**FRAGMENT:**

• • • • • • •

Likwidujemy słusznie krytykowaną tzw. ulgę dla klasy średniej - oświadczył premier Mateusz Morawiecki, informując w piątek o przyjęciu przez rząd projektu zmian podatkowych.
CZYTAJ TAKŻE:
Likwidujemy słusznie krytykowaną tzw. ulgę dla klasy średniej. Ale jednocześnie obniżamy stawkę PIT do 12 proc. i to jest najmocniejsza obniżka od wielu lat, która obejmie miliony podatników
— mówił Morawiecki na konferencji prasowej. Jak zaznaczył, jest to zmiana korzystna dla większości podatników, a neutralna dla reszty.
Jak dodał Morawiecki, w projekcie zakłada się też uproszczenie rozliczenia kwoty wolnej dla zarabiających w kilku miejscach.
W ten sposób osoby pracujące na kilku etatach będą mogły odczuć obniżkę już od pierwszej wypłaty
— podkreślił.
Z kolei - jak wskazał szef rządu - proponowana zmiana sposobu rozliczania składki zdrowotnej oznacza niższe podatki dla 1,4 mln przedsiębiorców.
Premier: Przyjazne podatki, to przede wszystkim niskie podatki
Przyjazne podatki, to przede wszystkim niskie, proste i sprawiedliwe podatki - podkreślił w piątek premier Mateusz Morawiecki. Dodał, że zaproponowane zmiany w podatkach to m.in. odpowiedź na to co się dzieje w związku z agresją Rosji na Ukrainę.

• • • • • • •

**KRÓTKIE ZADANIE:**
Proszę ocenić, czy następujące stwierdzenia są zgodne z fragmentem o zmianach podatkowych, odpowiadając przy każdym „tak” lub „nie” i przytaczając dosłownie rozstrzygające słowa fragmentu.
1. Rząd obniża stawkę PIT do 12 proc.
2. Proponowana zmiana sposobu rozliczania składki zdrowotnej oznacza niższe podatki dla 2 mln przedsiębiorców.
3. Ulga dla klasy średniej zostaje utrzymana.
Należy opierać się wyłącznie na treści fragmentu.

• • • • • • •

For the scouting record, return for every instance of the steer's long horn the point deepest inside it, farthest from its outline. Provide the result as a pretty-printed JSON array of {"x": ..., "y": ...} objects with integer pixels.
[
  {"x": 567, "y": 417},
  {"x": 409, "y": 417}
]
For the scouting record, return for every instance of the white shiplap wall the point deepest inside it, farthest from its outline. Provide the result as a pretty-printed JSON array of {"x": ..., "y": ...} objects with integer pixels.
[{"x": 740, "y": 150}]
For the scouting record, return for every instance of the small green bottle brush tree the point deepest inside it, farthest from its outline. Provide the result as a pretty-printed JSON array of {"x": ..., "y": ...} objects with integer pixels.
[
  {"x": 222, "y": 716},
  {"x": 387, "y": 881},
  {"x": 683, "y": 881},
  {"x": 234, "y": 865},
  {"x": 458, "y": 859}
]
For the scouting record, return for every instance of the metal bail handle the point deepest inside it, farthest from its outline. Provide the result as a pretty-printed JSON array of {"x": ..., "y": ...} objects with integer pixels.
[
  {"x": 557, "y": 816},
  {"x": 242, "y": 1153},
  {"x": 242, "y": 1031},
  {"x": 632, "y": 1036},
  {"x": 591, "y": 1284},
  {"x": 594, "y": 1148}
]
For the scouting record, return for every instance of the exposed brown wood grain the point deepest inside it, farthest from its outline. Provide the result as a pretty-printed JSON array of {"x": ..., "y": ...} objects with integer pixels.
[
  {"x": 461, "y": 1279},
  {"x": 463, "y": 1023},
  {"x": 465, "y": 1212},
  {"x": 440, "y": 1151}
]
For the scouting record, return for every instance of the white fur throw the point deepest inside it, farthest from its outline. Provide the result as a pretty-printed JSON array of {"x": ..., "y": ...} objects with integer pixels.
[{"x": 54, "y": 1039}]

• • • • • • •

**WYNIK ZADANIA:**
1. Tak: „obniżamy stawkę PIT do 12 proc.”
2. Nie: „oznacza niższe podatki dla 1,4 mln przedsiębiorców”
3. Nie: „Likwidujemy słusznie krytykowaną tzw. ulgę dla klasy średniej”